What the task asks:
Only some lines are wanted: please transcribe exactly those from the one containing "label the white fur" through the end of the data, pictures excluded.

(Given information Opens)

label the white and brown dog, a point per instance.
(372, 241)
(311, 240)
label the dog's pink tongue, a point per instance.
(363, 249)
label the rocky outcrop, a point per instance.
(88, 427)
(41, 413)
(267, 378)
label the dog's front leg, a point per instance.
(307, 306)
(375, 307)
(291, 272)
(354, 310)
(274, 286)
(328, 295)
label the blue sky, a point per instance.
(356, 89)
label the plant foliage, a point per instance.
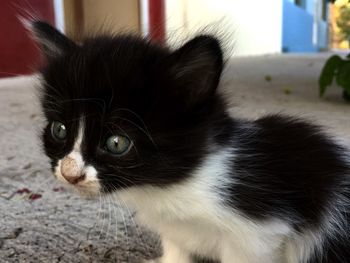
(338, 69)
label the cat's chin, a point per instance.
(88, 192)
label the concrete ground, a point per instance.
(41, 221)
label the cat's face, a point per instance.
(122, 112)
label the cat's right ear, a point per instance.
(52, 42)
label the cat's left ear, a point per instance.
(52, 42)
(196, 68)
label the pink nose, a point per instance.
(70, 171)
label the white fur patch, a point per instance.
(88, 186)
(193, 216)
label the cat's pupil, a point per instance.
(117, 144)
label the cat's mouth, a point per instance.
(73, 172)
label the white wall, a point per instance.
(255, 26)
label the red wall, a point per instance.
(18, 53)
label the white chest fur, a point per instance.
(194, 217)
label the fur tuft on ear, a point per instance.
(52, 42)
(196, 68)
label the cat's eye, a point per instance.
(118, 144)
(58, 130)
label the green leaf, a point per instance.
(343, 74)
(328, 72)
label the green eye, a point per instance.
(58, 130)
(117, 144)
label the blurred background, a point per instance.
(257, 27)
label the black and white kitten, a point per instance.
(144, 122)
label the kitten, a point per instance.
(146, 123)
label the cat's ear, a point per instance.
(196, 68)
(52, 42)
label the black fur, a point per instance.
(166, 102)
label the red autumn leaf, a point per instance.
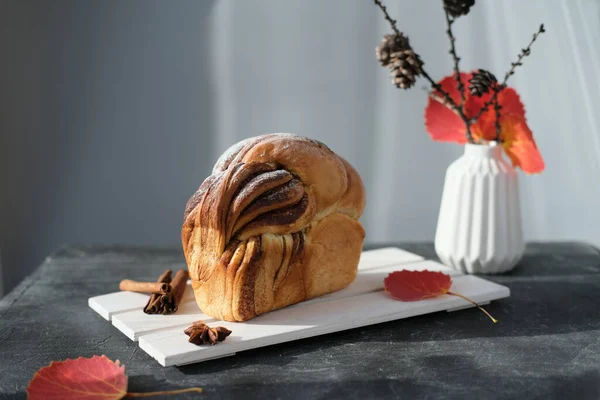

(Given information Closes)

The completed task:
label the white fur patch, a point per instance.
(88, 186)
(193, 216)
label the cat's pupil, a point per instance.
(117, 144)
label the cat's mouth, a point per instance.
(73, 172)
label the white wall, a point per instance.
(255, 26)
label the red wall, a point per instance.
(18, 53)
label the white chest fur, a point per instance.
(194, 217)
label the fur tuft on ear, a point per instance.
(52, 42)
(196, 68)
label the cat's eye, a point per instance.
(118, 144)
(58, 130)
label the green leaf, a point per instance.
(343, 74)
(328, 72)
label the green eye, a point per instance.
(58, 130)
(117, 144)
label the blurred background, a point per instance.
(257, 27)
label the black and white kitten, a point per instance.
(144, 122)
label the kitten, a point per instance.
(146, 123)
label the cat's ear, a point per instance.
(196, 68)
(52, 42)
label the black fur, a point per instance.
(166, 102)
label the red autumn leaf, a point per instance.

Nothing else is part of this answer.